Your objective |
From the first line to the last, reproduce the records exactly.

--- START ---

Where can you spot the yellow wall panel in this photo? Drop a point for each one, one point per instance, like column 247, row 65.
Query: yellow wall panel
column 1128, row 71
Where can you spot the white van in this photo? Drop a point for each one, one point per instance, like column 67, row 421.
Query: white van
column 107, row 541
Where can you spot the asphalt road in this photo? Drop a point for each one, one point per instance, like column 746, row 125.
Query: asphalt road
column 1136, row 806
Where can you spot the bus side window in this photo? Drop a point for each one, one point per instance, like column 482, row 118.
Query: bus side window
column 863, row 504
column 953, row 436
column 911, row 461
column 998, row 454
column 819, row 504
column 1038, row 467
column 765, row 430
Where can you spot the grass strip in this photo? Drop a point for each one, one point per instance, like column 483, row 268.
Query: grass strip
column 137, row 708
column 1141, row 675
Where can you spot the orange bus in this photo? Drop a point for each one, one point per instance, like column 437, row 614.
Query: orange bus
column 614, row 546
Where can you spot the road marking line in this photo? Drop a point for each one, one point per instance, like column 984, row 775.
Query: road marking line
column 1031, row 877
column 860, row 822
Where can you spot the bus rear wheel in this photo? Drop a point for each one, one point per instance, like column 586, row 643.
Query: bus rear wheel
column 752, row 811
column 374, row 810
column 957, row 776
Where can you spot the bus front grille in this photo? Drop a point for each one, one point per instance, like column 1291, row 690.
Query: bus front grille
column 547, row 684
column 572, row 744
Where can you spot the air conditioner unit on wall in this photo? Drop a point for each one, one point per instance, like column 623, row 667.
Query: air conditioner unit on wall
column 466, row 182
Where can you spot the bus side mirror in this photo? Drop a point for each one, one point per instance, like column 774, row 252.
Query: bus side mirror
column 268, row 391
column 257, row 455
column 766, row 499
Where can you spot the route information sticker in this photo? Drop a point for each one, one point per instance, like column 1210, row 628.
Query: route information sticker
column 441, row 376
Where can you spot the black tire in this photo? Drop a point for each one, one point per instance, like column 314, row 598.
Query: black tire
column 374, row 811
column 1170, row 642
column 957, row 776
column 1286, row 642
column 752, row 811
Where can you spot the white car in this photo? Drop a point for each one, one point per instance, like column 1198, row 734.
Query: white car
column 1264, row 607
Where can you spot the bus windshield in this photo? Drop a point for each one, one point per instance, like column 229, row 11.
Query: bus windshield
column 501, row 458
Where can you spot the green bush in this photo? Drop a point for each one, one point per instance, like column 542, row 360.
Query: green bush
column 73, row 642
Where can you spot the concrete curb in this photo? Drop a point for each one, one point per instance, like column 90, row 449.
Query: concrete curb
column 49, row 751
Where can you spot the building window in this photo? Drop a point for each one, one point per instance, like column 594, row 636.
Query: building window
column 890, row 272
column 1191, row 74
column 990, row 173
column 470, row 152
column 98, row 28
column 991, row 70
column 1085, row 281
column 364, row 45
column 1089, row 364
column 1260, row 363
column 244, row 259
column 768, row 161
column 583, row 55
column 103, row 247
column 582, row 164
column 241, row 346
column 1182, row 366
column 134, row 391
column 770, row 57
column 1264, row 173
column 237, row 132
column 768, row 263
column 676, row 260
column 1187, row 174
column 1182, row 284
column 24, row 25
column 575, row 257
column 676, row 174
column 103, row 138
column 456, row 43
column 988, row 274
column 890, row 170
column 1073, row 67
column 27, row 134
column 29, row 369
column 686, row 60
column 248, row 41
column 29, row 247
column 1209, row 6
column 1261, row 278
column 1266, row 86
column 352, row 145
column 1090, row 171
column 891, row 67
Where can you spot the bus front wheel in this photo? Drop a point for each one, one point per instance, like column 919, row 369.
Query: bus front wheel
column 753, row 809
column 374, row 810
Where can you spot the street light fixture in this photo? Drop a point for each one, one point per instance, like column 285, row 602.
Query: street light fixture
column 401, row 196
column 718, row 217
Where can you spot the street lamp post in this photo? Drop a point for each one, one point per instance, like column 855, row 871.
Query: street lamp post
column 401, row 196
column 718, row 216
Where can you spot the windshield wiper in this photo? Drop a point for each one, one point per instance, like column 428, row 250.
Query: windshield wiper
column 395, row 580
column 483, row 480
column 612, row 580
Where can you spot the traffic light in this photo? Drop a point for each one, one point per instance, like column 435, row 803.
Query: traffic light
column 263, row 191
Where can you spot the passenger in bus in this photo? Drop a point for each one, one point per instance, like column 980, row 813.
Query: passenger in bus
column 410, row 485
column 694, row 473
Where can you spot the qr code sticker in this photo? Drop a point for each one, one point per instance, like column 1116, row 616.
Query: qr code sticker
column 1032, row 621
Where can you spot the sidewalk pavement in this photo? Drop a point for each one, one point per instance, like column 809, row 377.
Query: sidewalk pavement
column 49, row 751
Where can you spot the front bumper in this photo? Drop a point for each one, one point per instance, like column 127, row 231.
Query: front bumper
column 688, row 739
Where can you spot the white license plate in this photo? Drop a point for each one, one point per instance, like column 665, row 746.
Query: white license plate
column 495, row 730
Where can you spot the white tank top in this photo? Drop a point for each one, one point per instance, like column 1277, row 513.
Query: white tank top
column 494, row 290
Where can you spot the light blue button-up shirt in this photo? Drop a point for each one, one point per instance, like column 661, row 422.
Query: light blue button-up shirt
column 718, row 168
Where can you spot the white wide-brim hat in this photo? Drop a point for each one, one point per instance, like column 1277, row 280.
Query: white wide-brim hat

--- END ---

Solved problem |
Where can you spot the yellow wall panel in this photo? Drop a point for each one, one point per instance, like column 247, row 65.
Query: yellow wall panel
column 1128, row 71
Where can you spot the white van in this photo? Drop a point for each one, one point per instance, like column 67, row 421.
Query: white van
column 107, row 541
Where can you spot the asphalt road in this photo? Drop a point for each one, one point per instance, like column 746, row 125.
Query: asphalt road
column 1136, row 806
Where can you spot the bus side window in this photo? Drop a point for each one, one point per instance, like column 482, row 118.
Query: bus side window
column 863, row 504
column 953, row 436
column 911, row 461
column 998, row 454
column 819, row 504
column 1038, row 467
column 765, row 430
Where can you spot the grass strip in this photo? Drop a point for each one, one point per instance, like column 483, row 268.
Query: grass strip
column 137, row 708
column 1141, row 675
Where can you spot the orange bus in this photo? Drop a point for each one, one point per instance, like column 437, row 614.
Query: orange bus
column 614, row 546
Where can you spot the road marking line in this photo? Drop a point for each one, one point per instance, like column 984, row 775.
Query: road marking line
column 1031, row 877
column 860, row 822
Where can you spot the bus rear wheel in this photo? Drop a point for each one, one point per instance, like column 586, row 643.
Query: bus rear wheel
column 752, row 811
column 374, row 810
column 957, row 776
Where can you spot the bus front grille in this photo? Drop a point for each one, one point per instance, like column 1291, row 690.
Query: bus front grille
column 547, row 684
column 572, row 744
Where can you spot the air conditioner unit on wall in this photo? Drop a point for each one, one point per instance, like column 623, row 667.
Query: air conditioner unit on wall
column 466, row 182
Where can you spot the bus side mirror in this photo? Drop a point for each one, one point per instance, like column 774, row 252.
Query: bus side mirror
column 268, row 391
column 257, row 455
column 766, row 499
Where can you spot the route information sticker in this photo? Drop a point for each one, one point per instance, like column 1210, row 628.
Query: route information sticker
column 441, row 376
Where can you spot the black tire in this photo? Drop a point for each one, one point per instance, like column 314, row 598.
Query: black tire
column 374, row 811
column 1170, row 642
column 957, row 776
column 1286, row 642
column 752, row 811
Where can you spot the white car in this photo? Drop a point for each one, one point per instance, like column 1198, row 734.
Query: white car
column 1264, row 607
Where can you spot the bus windshield in this photo? Drop a point for each one, one point per instance, like column 229, row 11.
Query: bus windshield
column 501, row 458
Where can you spot the green bush in this photo? Drop a point for each one, one point per instance, like column 542, row 360.
Query: green bush
column 73, row 642
Where can you spot the concrete curb in this photo? Drop a point for each one, one point per instance, like column 90, row 449.
Query: concrete curb
column 49, row 751
Where can you spot the building window in this photo? Drop a point for each one, one point per instance, like column 594, row 636.
Query: building window
column 890, row 272
column 1191, row 74
column 990, row 173
column 470, row 152
column 98, row 28
column 991, row 70
column 1085, row 281
column 364, row 45
column 1089, row 364
column 1260, row 363
column 244, row 259
column 768, row 161
column 583, row 55
column 103, row 247
column 582, row 164
column 241, row 346
column 1182, row 366
column 134, row 391
column 770, row 57
column 1264, row 173
column 237, row 132
column 768, row 263
column 676, row 260
column 1187, row 174
column 1182, row 284
column 24, row 25
column 575, row 257
column 676, row 174
column 103, row 138
column 456, row 43
column 988, row 274
column 890, row 170
column 1073, row 67
column 27, row 134
column 29, row 369
column 686, row 60
column 248, row 41
column 29, row 247
column 1209, row 6
column 1261, row 278
column 1266, row 86
column 352, row 145
column 1090, row 171
column 891, row 67
Where can you spot the bus front wheel in this photo? Drop a point for each one, one point per instance, like column 919, row 369.
Query: bus front wheel
column 753, row 809
column 374, row 810
Where can you spot the street light fixture in this photo? Drop a point for each one, one point per instance, like column 285, row 602.
Query: street light fixture
column 401, row 196
column 718, row 217
Where can you spot the street lamp post in this photo? Drop a point for each one, one point per instance, like column 855, row 871.
Query: street lamp post
column 401, row 196
column 718, row 216
Where can you spot the windshield wiper in this photo? Drop a point for each one, one point per instance, like column 428, row 250.
Query: windshield wiper
column 395, row 580
column 483, row 480
column 612, row 580
Where can you spot the traffic light in this photo? Drop a point for each one, one point per instance, like column 435, row 803.
Query: traffic light
column 263, row 191
Where can you spot the passenger in bus in this photo? Drop a point for each one, one point per instance, like column 980, row 813.
Query: passenger in bus
column 410, row 485
column 694, row 473
Where can you spot the qr code sticker in this photo? Drop a point for each one, one point per instance, like column 1116, row 616.
Query: qr code sticker
column 1032, row 621
Where can you spot the sidewalk pavement in this photo? Drop a point for each one, one point per instance, like column 809, row 377.
Query: sidewalk pavement
column 49, row 751
Where can you spot the front bumper in this photo? Drop a point for each one, one point per instance, like column 127, row 231.
Query: front bumper
column 688, row 739
Where can you spot the white license plate in this photo? Drop a point for each one, one point per instance, like column 665, row 746.
Query: white license plate
column 495, row 730
Where can you spot the white tank top in this photo? Drop a point for each one, one point per instance, like column 1277, row 513.
Query: white tank top
column 494, row 290
Where can you spot the light blue button-up shirt in this photo? Drop a point for each one, one point per instance, like column 661, row 422.
Query: light blue button-up shirt
column 718, row 168
Where can you spot the white wide-brim hat in this photo? Drop a point for each one, one point per instance, like column 1277, row 280.
Query: white wide-brim hat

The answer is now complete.